Task list:
1. Rewrite the text on bigrams in presidential speeches from "It is observed" to "CHI perform better.", swapping "bigrams" for "word pairs" throughout.
2. Answer these questions using the text on bigrams in presidential speeches:
(a) Which two measures does it say perform better than FREQ?
(b) How many top bigrams are listed for each party?
(c) What two emphases of Republicans does it give as the reason their bigrams are expected?

It is observed that the FREQ measure is not very good as it picks up bigrams like 'right now', 'make sure' etc based on their raw frequencies, which are not really very interesting. More sophisticated measures like PMI and CHI perform better.
Below we list the top 25 bigrams based on FREQ for Democratic and Republican presidents in the post-reagan era
Democratic
'tax credit', 'clean energy', 'high school', 'work together', 'working families', 'young people', 'health insurance', 'vice president', 'every american', 'fellow americans', 'first time', 'right now', 'world s', 'new jobs', 'two years', 'middle class', 'years ago', 'social security', 'make sure', 'united states', '21st century', 'america s', 'last year', 'american people', 'health care'
Republican
'small businesses', 'federal government', 'nuclear weapons', 'years ago', 'mass destruction', 'nation s', 'every american', 'iraq s', 'law enforcement', 'work together', 'united nations', 'last year', 'al qaida', 'health insurance', 'make sure', 'al qaeda', 'tax relief', 'fellow citizens', 'saddam hussein', 'middle east', 'america s', 'american people', 'health care', 'social security', 'united states'
Some interesting phrases in the democratic speeches are: tax credit, clean energy, high school, working families, heath insurance, new jobs. These bigrams are expected since clean energy, families, education, health care are part of the core focus of Democrats.
Some interesting phrases in the republican speeches are: nuclear weapons, mass destruction, health insurance, tax relief, middle east. These bigrams are expected due to Republicans emphasis on the war in the Middle East and lower taxation.

(Records in a dataset)
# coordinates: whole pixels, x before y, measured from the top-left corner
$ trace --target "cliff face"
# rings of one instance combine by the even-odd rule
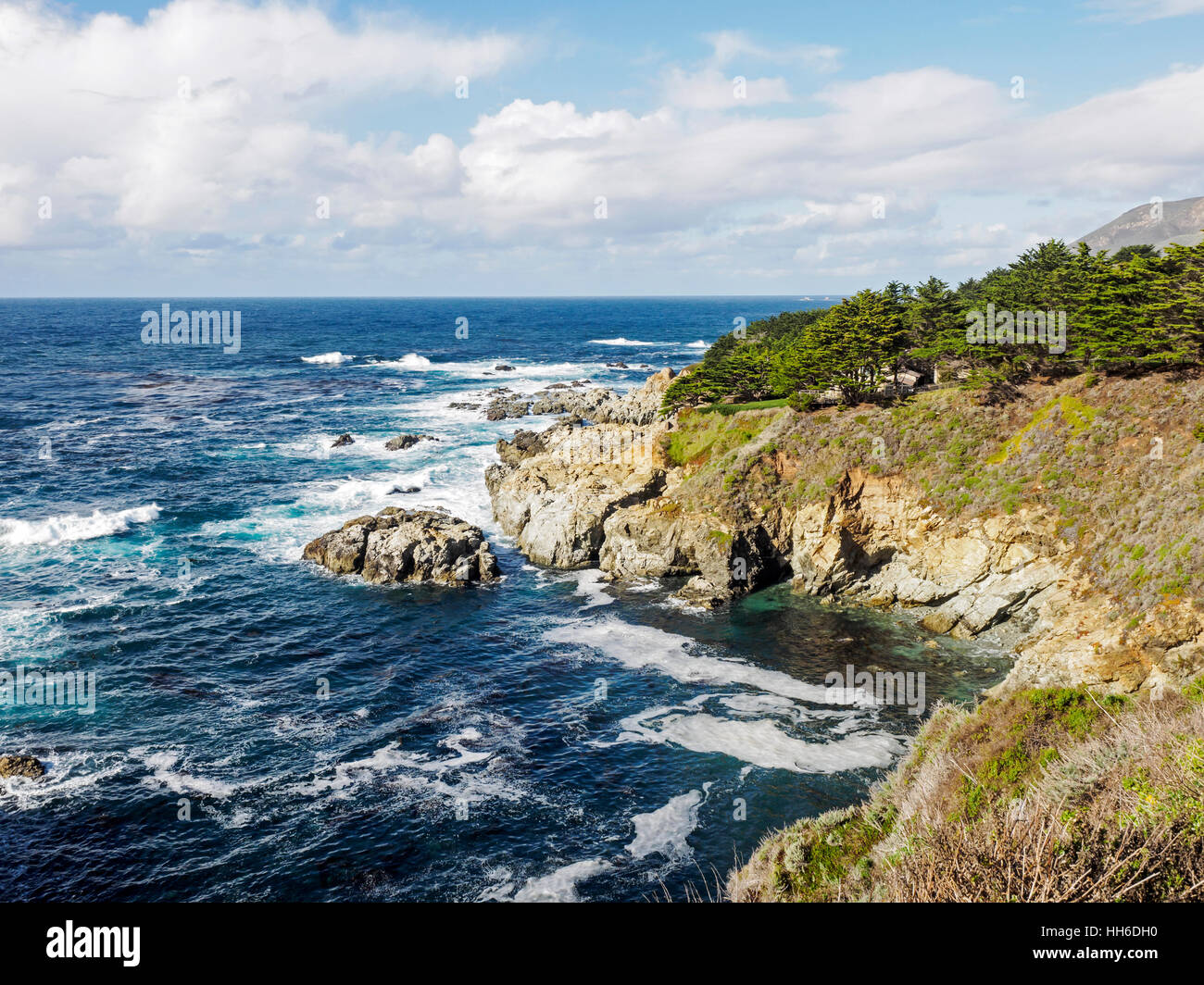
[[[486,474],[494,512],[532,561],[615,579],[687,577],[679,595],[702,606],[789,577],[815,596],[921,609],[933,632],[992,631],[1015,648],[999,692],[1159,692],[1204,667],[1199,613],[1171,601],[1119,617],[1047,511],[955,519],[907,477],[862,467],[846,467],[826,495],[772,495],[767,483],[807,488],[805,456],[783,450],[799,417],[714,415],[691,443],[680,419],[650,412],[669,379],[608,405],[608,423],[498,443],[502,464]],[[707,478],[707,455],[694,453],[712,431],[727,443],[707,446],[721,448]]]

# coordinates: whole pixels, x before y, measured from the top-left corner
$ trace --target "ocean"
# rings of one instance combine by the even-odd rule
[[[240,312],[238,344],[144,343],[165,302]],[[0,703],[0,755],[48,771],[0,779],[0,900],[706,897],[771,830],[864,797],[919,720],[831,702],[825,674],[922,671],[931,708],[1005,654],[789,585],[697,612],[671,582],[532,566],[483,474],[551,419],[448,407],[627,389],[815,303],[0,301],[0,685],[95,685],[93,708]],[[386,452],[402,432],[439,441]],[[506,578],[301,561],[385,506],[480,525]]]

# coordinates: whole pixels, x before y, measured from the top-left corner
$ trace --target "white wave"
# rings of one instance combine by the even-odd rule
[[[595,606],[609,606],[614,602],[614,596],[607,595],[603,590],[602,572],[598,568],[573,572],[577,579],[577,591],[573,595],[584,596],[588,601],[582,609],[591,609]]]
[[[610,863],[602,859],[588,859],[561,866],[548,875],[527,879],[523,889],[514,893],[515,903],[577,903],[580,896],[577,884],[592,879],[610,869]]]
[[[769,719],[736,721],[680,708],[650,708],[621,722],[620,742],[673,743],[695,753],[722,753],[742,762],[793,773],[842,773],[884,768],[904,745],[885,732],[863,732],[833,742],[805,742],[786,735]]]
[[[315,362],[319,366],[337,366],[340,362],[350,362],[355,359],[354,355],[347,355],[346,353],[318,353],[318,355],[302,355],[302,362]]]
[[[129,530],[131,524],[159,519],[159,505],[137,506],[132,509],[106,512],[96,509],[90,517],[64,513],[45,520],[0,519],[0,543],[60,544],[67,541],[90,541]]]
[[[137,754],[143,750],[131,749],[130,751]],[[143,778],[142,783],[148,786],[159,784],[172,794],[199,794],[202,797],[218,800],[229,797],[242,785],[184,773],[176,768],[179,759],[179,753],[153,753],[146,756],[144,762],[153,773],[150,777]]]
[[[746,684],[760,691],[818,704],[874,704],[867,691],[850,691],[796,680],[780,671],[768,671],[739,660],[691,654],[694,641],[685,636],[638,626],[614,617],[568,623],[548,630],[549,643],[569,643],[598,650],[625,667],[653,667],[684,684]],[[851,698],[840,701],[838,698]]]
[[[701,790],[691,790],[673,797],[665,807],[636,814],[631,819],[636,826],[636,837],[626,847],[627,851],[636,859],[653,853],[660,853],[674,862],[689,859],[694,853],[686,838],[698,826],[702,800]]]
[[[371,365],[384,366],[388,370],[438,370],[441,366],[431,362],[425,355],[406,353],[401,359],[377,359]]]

Worked solutions:
1.
It is observed that the FREQ measure is not very good as it picks up word pairs like 'right now', 'make sure' etc based on their raw frequencies, which are not really very interesting. More sophisticated measures like PMI and CHI perform better.

2.
(a) PMI and CHI
(b) 25
(c) The war in the Middle East and lower taxation